Résumez en deux phrases au plus le paragraphe de l'extrait sur les données du sommeil qui commence par « Pour les interpréter », sans en perdre les informations principales.

EXTRAIT DU DOCUMENT:
+++

Pour les interpréter, il faut connaître les valeurs normales et la signification des différentes variations. Cela n'a pas d'intérêt pour le patient lui-même parce que cela n'est pas relié à son ressenti. L'élément le plus important, c'est la durée du sommeil réel par rapport au temps passé au lit, ce que l'on appelle l'efficacité du sommeil. C'est un paramètre de base qui est essentiel pour le patient et bien sûr pour le médecin qui le suit.

- Comment les médecins peuvent utiliser ces données ?

Pour le moment, il n'y a pas de validation scientifique suffisante pour utiliser les données sur les stades de sommeil. Mais pour la distinction entre les phases de sommeil et de veille, cela commence à être validé. Malgré tout, si certains dispositifs marchent, il n'y a pas vraiment de validation médicale pour la majorité des systèmes.

+++

DONNÉES SOURCES:
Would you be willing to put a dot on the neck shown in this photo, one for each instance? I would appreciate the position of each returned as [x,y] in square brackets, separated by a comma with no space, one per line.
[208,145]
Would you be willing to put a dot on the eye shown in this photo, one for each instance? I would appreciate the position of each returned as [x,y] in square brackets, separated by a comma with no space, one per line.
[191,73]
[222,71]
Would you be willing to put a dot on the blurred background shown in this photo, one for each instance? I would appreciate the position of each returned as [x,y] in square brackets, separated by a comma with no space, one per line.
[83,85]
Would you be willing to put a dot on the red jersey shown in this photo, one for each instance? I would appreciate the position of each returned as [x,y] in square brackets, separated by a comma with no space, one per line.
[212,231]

+++

RÉSULTAT ATTENDU: Leur interprétation exige de connaître les valeurs normales et le sens des variations, ce qui n'intéresse pas le patient puisque cela ne correspond pas à son ressenti. Le paramètre essentiel, pour le patient comme pour son médecin, est l'efficacité du sommeil, c'est-à-dire la durée du sommeil réel rapportée au temps passé au lit.